Document passage:
>> Begin
# APR Stage 1 0-60, 0-100 numbers? on a TTS?



## GaBoYnFla (Oct 2, 2005)

I've never seen anything but hp number posted.....and know know of actual performance numbers for the TTS with APR Stage 1 times like 0-60, 0-100, Quarter Mile, etc? Do they remove the top speed limiter on the basic Stage 1? How about the change the launch control rpm start number from 3000 to what?

Just curious. I see HP claims/dyno a lot but how does that translate into real world?


----------



## Ginovega (Jul 22, 2013)

Slow.


----------



## SLC TTRS (May 15, 2015)

Nothing on Youtube yet?
Dualclutch should help if you have that. 

The APR questions you might want to go the APR site.
It does seem that APR has somewhat inflated figures- It is very hard to pin down your cars actual output. 
I just wish they gave a acceptable range or something that falls in the averages of cars tested.


----------



## Optical TDI (Dec 18, 2001)

From other data I recall, I suspect stg 1 will reduce 0-60 times by 0.5 sec, which is substantial. 


Sent from my iPhone using Tapatalk


----------



## GaBoYnFla (Oct 2, 2005)

So what I'm seeing is that no one knows of any concrete numbers or testing right? Only opinions and comments.


----------



## Optical TDI (Dec 18, 2001)
>> End
Short exercise 1:
Write out the part of the forum thread on APR Stage 1 times word for word, starting at "I've never seen" and ending at "3000 to what?".
Short exercise 2:
From the rows, extract every line word for word, starting at the line containing "Flag any sandy ground you can find." and ending at the line containing "[22,11,112,48]", with both of those lines included. Leave out any pictures.
The forum thread and the rows are unrelated material.

Extracted data:
>> Begin
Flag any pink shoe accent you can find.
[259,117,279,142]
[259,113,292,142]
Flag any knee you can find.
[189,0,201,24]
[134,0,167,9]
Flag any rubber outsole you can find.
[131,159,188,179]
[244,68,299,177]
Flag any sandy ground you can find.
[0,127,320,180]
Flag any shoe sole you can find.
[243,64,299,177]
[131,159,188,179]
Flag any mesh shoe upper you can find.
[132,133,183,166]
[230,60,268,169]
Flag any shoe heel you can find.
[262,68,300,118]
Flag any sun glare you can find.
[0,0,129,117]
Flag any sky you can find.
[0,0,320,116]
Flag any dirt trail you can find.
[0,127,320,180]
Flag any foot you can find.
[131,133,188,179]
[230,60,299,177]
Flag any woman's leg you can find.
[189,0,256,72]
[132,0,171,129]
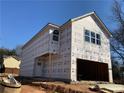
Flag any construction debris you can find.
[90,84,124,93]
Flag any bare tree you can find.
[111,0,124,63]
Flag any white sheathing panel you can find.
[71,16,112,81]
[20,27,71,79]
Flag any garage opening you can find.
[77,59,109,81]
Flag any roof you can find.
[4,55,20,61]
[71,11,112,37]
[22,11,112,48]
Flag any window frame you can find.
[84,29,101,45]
>> End
>> Begin
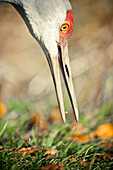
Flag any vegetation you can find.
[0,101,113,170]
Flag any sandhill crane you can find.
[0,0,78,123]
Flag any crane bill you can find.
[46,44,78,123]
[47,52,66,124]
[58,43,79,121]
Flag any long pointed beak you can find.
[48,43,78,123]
>> End
>> Begin
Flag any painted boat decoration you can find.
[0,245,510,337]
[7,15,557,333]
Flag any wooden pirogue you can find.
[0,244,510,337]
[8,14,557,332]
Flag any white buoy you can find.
>> End
Worked answer 1:
I've never seen anything but hp number posted.....and know know of actual performance numbers for the TTS with APR Stage 1 times like 0-60, 0-100, Quarter Mile, etc? Do they remove the top speed limiter on the basic Stage 1? How about the change the launch control rpm start number from 3000 to what?

Worked answer 2:
Flag any sandy ground you can find.
[0,127,320,180]
Flag any shoe sole you can find.
[243,64,299,177]
[131,159,188,179]
Flag any mesh shoe upper you can find.
[132,133,183,166]
[230,60,268,169]
Flag any shoe heel you can find.
[262,68,300,118]
Flag any sun glare you can find.
[0,0,129,117]
Flag any sky you can find.
[0,0,320,116]
Flag any dirt trail you can find.
[0,127,320,180]
Flag any foot you can find.
[131,133,188,179]
[230,60,299,177]
Flag any woman's leg you can find.
[189,0,256,72]
[132,0,171,129]
Flag any construction debris you can find.
[90,84,124,93]
Flag any bare tree you can find.
[111,0,124,63]
Flag any white sheathing panel you can find.
[71,16,112,81]
[20,27,71,79]
Flag any garage opening you can find.
[77,59,109,81]
Flag any roof you can find.
[4,55,20,61]
[71,11,112,37]
[22,11,112,48]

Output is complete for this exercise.